Repeat every record below exactly as it appears.

+ + + +

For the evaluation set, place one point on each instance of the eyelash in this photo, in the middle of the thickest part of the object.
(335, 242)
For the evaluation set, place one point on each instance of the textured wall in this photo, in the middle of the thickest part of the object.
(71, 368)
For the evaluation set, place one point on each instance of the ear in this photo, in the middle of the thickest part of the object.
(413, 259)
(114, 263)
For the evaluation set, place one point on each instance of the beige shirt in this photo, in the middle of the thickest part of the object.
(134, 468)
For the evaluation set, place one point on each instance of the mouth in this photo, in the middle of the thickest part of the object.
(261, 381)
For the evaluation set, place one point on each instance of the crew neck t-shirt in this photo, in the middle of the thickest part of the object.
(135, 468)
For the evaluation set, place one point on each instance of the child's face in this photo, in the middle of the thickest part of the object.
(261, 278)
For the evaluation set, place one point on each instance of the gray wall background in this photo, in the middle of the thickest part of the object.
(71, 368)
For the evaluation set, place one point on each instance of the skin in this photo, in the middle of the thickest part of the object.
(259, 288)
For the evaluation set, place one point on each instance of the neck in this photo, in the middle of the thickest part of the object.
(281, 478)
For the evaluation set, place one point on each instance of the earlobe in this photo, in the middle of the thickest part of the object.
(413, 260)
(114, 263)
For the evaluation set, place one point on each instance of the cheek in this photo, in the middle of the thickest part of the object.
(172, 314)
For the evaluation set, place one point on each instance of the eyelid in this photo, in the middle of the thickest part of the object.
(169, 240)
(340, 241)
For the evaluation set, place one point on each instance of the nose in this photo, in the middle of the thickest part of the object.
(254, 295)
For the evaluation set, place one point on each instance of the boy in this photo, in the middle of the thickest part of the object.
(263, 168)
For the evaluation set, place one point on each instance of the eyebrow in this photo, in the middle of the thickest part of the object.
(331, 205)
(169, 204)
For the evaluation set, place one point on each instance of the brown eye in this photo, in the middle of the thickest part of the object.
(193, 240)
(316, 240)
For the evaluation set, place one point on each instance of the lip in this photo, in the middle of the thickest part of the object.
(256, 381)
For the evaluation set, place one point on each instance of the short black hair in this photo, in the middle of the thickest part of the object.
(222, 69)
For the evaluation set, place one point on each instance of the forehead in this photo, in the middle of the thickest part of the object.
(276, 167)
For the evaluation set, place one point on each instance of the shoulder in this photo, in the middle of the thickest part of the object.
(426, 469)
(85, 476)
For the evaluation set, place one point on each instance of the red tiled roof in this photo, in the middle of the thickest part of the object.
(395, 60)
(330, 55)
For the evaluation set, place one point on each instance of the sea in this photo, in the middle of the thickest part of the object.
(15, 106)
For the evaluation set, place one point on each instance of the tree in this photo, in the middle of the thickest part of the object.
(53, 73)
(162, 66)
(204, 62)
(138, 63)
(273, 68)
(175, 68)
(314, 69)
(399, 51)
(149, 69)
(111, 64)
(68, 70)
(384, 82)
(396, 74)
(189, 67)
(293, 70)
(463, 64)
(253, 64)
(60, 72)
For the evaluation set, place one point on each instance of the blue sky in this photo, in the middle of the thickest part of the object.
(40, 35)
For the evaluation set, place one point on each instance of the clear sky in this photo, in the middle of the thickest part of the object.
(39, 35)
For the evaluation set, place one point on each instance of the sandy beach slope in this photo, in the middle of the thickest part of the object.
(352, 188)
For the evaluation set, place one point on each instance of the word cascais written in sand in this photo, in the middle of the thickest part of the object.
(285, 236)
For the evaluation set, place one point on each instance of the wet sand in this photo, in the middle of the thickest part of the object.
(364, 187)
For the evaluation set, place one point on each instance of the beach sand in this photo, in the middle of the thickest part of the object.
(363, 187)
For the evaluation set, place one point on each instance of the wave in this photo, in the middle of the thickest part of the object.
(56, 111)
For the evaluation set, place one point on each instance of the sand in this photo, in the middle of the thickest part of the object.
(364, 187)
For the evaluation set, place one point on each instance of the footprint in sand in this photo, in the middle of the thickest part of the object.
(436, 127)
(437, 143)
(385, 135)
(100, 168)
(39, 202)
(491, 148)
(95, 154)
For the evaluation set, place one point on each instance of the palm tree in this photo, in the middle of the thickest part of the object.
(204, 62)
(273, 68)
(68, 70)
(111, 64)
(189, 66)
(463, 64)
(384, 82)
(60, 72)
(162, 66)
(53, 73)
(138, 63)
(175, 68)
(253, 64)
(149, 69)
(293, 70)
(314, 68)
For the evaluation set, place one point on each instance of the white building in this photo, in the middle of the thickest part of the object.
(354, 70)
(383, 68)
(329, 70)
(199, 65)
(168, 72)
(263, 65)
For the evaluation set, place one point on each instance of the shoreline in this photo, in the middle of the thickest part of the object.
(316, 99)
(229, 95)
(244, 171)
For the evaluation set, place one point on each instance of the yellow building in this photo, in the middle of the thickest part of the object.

+ + + +

__ANSWER TO THIS EXERCISE__.
For the evaluation set, place one point on each instance of the eyelash in this photo, in the middle of the thickest part of the object.
(335, 242)
For the evaluation set, place one point on each instance of the textured wall in this photo, in the middle of the thickest part of the object.
(71, 368)
For the evaluation set, place one point on each instance of the ear in this photo, in the middle of the thickest part of the object.
(413, 259)
(114, 263)
For the evaluation set, place one point on each instance of the beige shirt in this photo, in the middle of the thickest part of the object.
(134, 468)
For the evaluation set, place one point on each instance of the mouth in this photo, in the middle of the thickest part of the object.
(261, 381)
For the evaluation set, place one point on each instance of the crew neck t-shirt in this photo, in the middle of the thickest part of the object.
(135, 468)
For the evaluation set, place one point on each instance of the child's face in this photo, in the middle of the thickest part of the object.
(261, 278)
For the evaluation set, place one point on each instance of the gray wall background in this photo, in the middle of the thickest part of the object.
(71, 368)
For the evaluation set, place one point on each instance of the skin in this photo, in the middle of the thickest part of the object.
(259, 288)
For the evaluation set, place one point on each instance of the neck in this photo, in the middle of the thickest part of the object.
(281, 478)
For the evaluation set, place one point on each instance of the earlobe in this photo, in the middle of the thickest part of the object.
(413, 260)
(114, 263)
For the evaluation set, place one point on each instance of the cheek in this photo, in the middle of the thickest part of the object.
(172, 314)
For the evaluation set, place one point on each instance of the eyelid in this photo, in the middle of the thickest part of the object.
(169, 240)
(340, 241)
For the evaluation set, place one point on each instance of the nose in this photo, in the middle of the thickest part of the object.
(254, 295)
For the evaluation set, place one point on each instance of the boy in this photo, in the middle of the thickest part of the object.
(263, 168)
For the evaluation set, place one point on each instance of the eyebrow in this photo, in the middle of the thickest part of the object.
(331, 205)
(169, 204)
For the evaluation set, place one point on each instance of the brown eye in this photo, in the middle of the thickest part of the object.
(193, 240)
(316, 240)
For the evaluation set, place one point on each instance of the lip in this photo, in the middle of the thickest part of the object.
(256, 381)
For the evaluation set, place one point on each instance of the short black hair in this photo, in the middle of the thickest part of the object.
(222, 69)
For the evaluation set, place one point on each instance of the forehead in this photo, in the middle of the thickest part of the object.
(276, 167)
For the evaluation set, place one point on each instance of the shoulder in this photo, in the middle of the thickest part of the object.
(426, 469)
(85, 476)
For the evaluation set, place one point on each instance of the red tiled roof in this photo, in the middle of the thickest part of the object.
(395, 60)
(330, 55)
For the evaluation set, place one point on each instance of the sea in this photo, in the middle of the thickest part of the object.
(15, 106)
For the evaluation set, place one point on each instance of the tree in this photo, in the middle of the thickest part of the object.
(53, 73)
(162, 66)
(204, 62)
(138, 63)
(273, 68)
(175, 68)
(314, 69)
(399, 51)
(149, 69)
(111, 64)
(68, 70)
(384, 82)
(396, 74)
(189, 67)
(293, 70)
(463, 64)
(253, 64)
(60, 72)
For the evaluation set, place one point on each instance of the blue sky in this photo, in the middle of the thickest part of the object.
(40, 35)
For the evaluation set, place one point on each instance of the clear sky in this photo, in the middle of the thickest part of the object.
(39, 35)
For the evaluation set, place one point on each instance of the sandy beach slope in this photo, in the middle of the thickest part of the object.
(352, 188)
For the evaluation set, place one point on each instance of the word cascais written in sand in this photo, in the middle of the thickest part of the object.
(285, 236)
For the evaluation set, place one point on each instance of the wet sand in this photo, in the middle of the thickest part of the object.
(364, 187)
For the evaluation set, place one point on each instance of the beach sand in this photo, in the middle of the thickest part of the object.
(363, 187)
For the evaluation set, place one point on each instance of the wave in this photo, in the middle of the thickest part of the object.
(56, 111)
For the evaluation set, place one point on each instance of the sand in this photo, in the middle of the thickest part of the object.
(364, 187)
For the evaluation set, place one point on each instance of the footprint in sand in this photo, in the middle of the thickest part of the object.
(436, 127)
(437, 143)
(385, 135)
(100, 168)
(39, 202)
(491, 148)
(95, 154)
For the evaluation set, place one point on each instance of the palm tree in this photo, in the middle of the thickest part of the object.
(204, 62)
(273, 68)
(68, 70)
(111, 64)
(189, 66)
(463, 64)
(384, 82)
(60, 72)
(162, 66)
(53, 73)
(138, 63)
(175, 68)
(253, 64)
(149, 69)
(293, 70)
(314, 68)
For the evaluation set, place one point on each instance of the white building in this photo, in the middle of the thickest part of the object.
(354, 70)
(383, 68)
(329, 70)
(199, 65)
(168, 72)
(263, 65)
For the evaluation set, place one point on each instance of the shoreline in this photo, in the middle of the thickest part of the object.
(316, 99)
(229, 95)
(244, 171)
For the evaluation set, place one point on each instance of the yellow building in this photo, in the middle of the thickest part of the object.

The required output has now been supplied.